- Written problem A: Filter the rows below and copy every line that contains the word "brick". Case counts.

- Passage shown:
►

1. Introduction
Invented by Robert Stirling in the 1816, the Stirling engine is an engine that converts heat energy to work [1]. According to James Stirling, Robert Stirling’s brother, the Stirling engine aims to work as a safer alternative as well as to save fuel, as many casualties were caused by the unstable parts of other engines at around that time [2]. Later in the 19th century the Stirling engine appeared as a small sized tool for pumping air or water. The design was fairly easy to use and average residents can operate it with ease [2]. However, it was replaced by electric motors or small sized internal combustion engine in the 20th century, and minimal progress was made on Stirling engines until solar energy was designed to fuel Stirling engines in the 21st century [3]. By 2003, Stirling engines once again entered accommodations in the form of micro combined heat and power (also known as micro-CHP) [4]. However, there wasn’t many discoveries and research on Stirling engines in recent years.
This paper aims to increase the attention to Stirling engines and the possibility of implementing it for residential purposes. In this paper, there would be a definition of household Stirling engines, a brief review on the operation principles of the Stirling engines, introduction to micro-CHP and other ways Stirling engines are used for residential purposes.
2. Descriptions of household engine
Household Stirling engines focuses on the Stirling engines used in households for ordinary citizens. The Stirling engine may be applied for a variety of purposes, such as generating heat energy and electricity, for air conditioning (cooling), as fridges. There doesn’t exist of any category to this topic, and Stirling engines used for residential purposes aren’t given much attention and is narrow enough to be seen as a single category.
3. Principle of Stirling engines
Stirling engines have many configurations, one of the most intuitional is the alpha configuration. A sketch is shown in Fig. 1 [5]. Generally, there are four steps as presented in order from Fig. 2 [6]. The first step of the cycle is when most of the gas is pushed to the cylinder with the heat source and expands from the heat to push both pistons inward, propelling the flywheel clockwise. The second step is when the gas has fully expanded and the piston with the heat source pushed to the furthest. With the momentum of the flywheel, the piston pushes the heated air to the cylinder with the cooler. The third step is when most of the heated gas enters the cylinder with the cooler and cools down. The last step symbolizes the end of one cycle and the beginning of another when all of the gas are in the cylinder with the cooler and cooled down, using the momentum of the flywheel, the gas are pushed back to the cylinder with the heater.
This cycle also features a regenerator, a unique feature for Stirling engines contributing to the high thermal efficiency, here it is the green structure in the shape of the net. Regenerators carry the role of storing the heat of one cycle and pass it on to the next. They are usually built with materials like foil and metallic sponge [7].
Figure 1. A Stirling engine made for household uses [5].
Figure 2. Four steps for the engines: expansion, first transfer, contraction and second transfer [6].
4. Sate-of-art facilities
One of the newest applications of Stirling engine in households is called Micro Combined Heat and Power, micro-CHP in short. Micro-CHP is a facility used in modern households powered by a Stirling engine. It offers the advantage of generating electricity and providing heat simultaneously. A household used micro-CHP can generate up to 1 kW of electricity when heated up [7]. Although the fuel in generally LPG (liquified petroleum gas) and gas, it boasts of an efficiency than plainly burning fossil fuel for heat and is therefore considered as renewable energy [7]. Furthermore, the latest models can use relatively cleaner sources such as biodiesel [7].

◄

Object position labeling rows

►

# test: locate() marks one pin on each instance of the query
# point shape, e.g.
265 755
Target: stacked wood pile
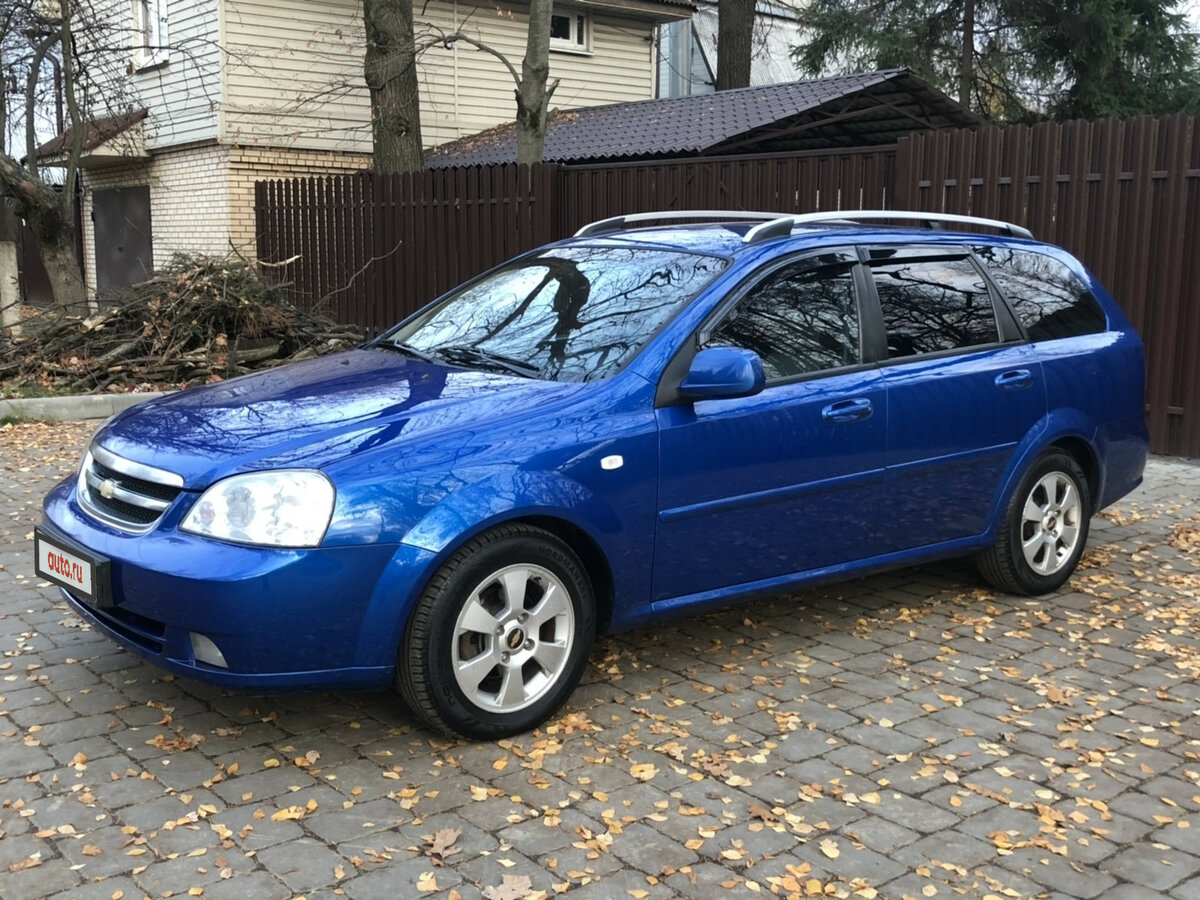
201 319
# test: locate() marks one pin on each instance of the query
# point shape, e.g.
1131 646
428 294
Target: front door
787 480
124 252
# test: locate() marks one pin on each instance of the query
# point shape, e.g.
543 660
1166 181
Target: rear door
963 389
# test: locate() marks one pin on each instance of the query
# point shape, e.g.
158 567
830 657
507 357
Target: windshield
568 315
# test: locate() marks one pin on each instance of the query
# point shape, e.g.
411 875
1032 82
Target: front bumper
329 617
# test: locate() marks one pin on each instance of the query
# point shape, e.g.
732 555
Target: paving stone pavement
906 735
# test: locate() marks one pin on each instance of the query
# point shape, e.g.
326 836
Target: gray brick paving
910 733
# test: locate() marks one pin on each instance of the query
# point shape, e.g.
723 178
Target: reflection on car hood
315 413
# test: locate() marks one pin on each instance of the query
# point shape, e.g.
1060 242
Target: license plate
83 574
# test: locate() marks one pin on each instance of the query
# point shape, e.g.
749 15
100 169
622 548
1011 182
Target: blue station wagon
663 413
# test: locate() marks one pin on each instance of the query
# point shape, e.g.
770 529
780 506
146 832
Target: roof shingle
843 111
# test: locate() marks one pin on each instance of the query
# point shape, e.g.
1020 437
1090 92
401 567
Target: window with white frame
570 30
149 33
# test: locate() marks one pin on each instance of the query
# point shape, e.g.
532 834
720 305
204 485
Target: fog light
204 651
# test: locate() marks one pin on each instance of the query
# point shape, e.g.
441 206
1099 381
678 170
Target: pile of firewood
201 319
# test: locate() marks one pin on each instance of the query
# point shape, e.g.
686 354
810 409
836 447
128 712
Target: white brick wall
202 197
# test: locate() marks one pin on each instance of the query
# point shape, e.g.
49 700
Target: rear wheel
499 637
1044 529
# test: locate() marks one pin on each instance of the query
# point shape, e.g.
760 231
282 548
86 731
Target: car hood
316 413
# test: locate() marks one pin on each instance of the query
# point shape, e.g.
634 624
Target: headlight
289 508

◄

- Written problem B: According to the Stirling engine paper above, why did Robert Stirling's engine aim to serve as a safer alternative to other engines? Answer in one to three sentences.

- Worked answer A:
Target: gray brick paving
Target: white brick wall

- Worked answer B: According to James Stirling, Robert Stirling's brother, many casualties were caused by the unstable parts of other engines at around that time. The Stirling engine was meant to be a safer alternative to them and also to save fuel.